— start of Extracted records —

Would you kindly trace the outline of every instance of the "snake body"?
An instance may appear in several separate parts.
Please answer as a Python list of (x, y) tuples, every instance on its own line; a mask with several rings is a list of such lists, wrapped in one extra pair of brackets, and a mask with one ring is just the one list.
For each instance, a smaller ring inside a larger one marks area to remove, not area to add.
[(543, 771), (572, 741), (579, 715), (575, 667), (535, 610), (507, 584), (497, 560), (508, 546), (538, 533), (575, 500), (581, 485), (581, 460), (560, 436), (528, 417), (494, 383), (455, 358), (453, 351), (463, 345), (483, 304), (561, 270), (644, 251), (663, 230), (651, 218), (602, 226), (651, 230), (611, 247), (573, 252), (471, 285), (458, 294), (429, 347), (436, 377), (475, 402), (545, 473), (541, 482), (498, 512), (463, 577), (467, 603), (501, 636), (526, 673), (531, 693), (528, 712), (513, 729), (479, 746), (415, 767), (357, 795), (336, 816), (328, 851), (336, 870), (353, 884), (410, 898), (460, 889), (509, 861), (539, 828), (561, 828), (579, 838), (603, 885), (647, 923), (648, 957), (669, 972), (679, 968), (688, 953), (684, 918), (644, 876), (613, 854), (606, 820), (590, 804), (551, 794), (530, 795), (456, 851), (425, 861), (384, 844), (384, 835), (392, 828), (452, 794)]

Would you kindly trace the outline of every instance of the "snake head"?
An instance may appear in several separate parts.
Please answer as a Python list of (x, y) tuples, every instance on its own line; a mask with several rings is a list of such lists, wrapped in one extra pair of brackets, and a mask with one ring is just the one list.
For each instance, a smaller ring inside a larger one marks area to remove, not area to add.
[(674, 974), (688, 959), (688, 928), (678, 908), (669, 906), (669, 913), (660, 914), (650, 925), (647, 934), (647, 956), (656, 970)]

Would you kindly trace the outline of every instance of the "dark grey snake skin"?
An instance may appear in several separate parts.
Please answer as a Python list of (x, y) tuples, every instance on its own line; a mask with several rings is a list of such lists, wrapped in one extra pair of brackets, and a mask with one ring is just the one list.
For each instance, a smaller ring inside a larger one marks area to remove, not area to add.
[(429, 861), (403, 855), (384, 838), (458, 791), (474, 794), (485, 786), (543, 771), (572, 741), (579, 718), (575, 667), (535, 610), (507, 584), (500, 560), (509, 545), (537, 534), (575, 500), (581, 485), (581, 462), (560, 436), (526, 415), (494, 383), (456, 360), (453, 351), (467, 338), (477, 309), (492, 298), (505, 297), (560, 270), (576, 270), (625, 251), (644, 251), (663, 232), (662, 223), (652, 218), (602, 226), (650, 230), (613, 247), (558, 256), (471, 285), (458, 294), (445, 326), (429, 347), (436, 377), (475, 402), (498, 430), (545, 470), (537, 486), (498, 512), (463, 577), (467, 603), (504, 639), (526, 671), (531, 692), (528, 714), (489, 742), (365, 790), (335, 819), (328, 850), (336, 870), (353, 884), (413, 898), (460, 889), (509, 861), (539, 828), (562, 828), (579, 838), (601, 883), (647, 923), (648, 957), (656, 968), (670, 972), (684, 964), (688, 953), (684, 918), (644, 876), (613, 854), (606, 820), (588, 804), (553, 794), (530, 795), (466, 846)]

— end of Extracted records —

Task details: Reproduce all three items above verbatim, preserving every line in its original order.

Full output:
Would you kindly trace the outline of every instance of the "snake body"?
An instance may appear in several separate parts.
Please answer as a Python list of (x, y) tuples, every instance on its own line; a mask with several rings is a list of such lists, wrapped in one extra pair of brackets, and a mask with one ring is just the one list.
For each instance, a smaller ring inside a larger one marks area to remove, not area to add.
[(543, 771), (572, 741), (579, 715), (575, 667), (535, 610), (507, 584), (497, 560), (508, 546), (538, 533), (575, 500), (581, 485), (581, 460), (560, 436), (528, 417), (494, 383), (455, 358), (453, 351), (463, 345), (483, 304), (561, 270), (644, 251), (663, 230), (651, 218), (602, 226), (651, 230), (611, 247), (573, 252), (471, 285), (458, 294), (429, 347), (436, 377), (475, 402), (545, 473), (541, 482), (498, 512), (463, 577), (467, 603), (501, 636), (526, 673), (531, 693), (528, 712), (513, 729), (479, 746), (415, 767), (357, 795), (336, 816), (328, 851), (336, 870), (353, 884), (410, 898), (460, 889), (509, 861), (539, 828), (561, 828), (579, 838), (603, 885), (647, 923), (648, 957), (669, 972), (679, 968), (688, 953), (684, 918), (644, 876), (613, 854), (606, 820), (590, 804), (551, 794), (530, 795), (456, 851), (425, 861), (384, 844), (384, 835), (392, 828), (452, 794)]

Would you kindly trace the outline of every instance of the "snake head"?
An instance may appear in several separate parts.
Please answer as a Python list of (x, y) tuples, every instance on its own line; a mask with several rings is a list of such lists, wrapped in one extra pair of brackets, and a mask with one ring is just the one list.
For each instance, a smaller ring inside a larger one marks area to remove, not area to add.
[(674, 974), (688, 959), (688, 928), (678, 908), (669, 906), (669, 913), (660, 914), (650, 925), (647, 934), (647, 956), (656, 970)]

Would you kindly trace the outline of every instance of the "dark grey snake skin"?
An instance may appear in several separate parts.
Please answer as a Python list of (x, y) tuples, every instance on its own line; a mask with several rings is a list of such lists, wrapped in one extra pair of brackets, and a mask with one ring is just the one list.
For each instance, a smaller ring inside a larger one marks area to remove, not area to add.
[(429, 861), (403, 855), (384, 838), (458, 791), (474, 794), (485, 786), (543, 771), (572, 741), (579, 718), (575, 667), (535, 610), (507, 584), (500, 560), (509, 545), (537, 534), (575, 500), (581, 485), (581, 462), (560, 436), (526, 415), (494, 383), (456, 360), (453, 351), (467, 338), (477, 309), (492, 298), (505, 297), (560, 270), (576, 270), (625, 251), (644, 251), (663, 232), (662, 223), (652, 218), (602, 226), (650, 230), (613, 247), (558, 256), (471, 285), (458, 294), (445, 326), (429, 347), (436, 377), (475, 402), (498, 430), (545, 470), (537, 486), (498, 512), (463, 577), (467, 603), (504, 639), (526, 671), (531, 692), (528, 714), (489, 742), (365, 790), (335, 819), (328, 850), (336, 870), (353, 884), (413, 898), (460, 889), (509, 861), (539, 828), (562, 828), (579, 838), (601, 883), (647, 923), (648, 957), (656, 968), (670, 972), (684, 964), (688, 953), (684, 918), (644, 876), (613, 854), (606, 820), (588, 804), (553, 794), (530, 795), (466, 846)]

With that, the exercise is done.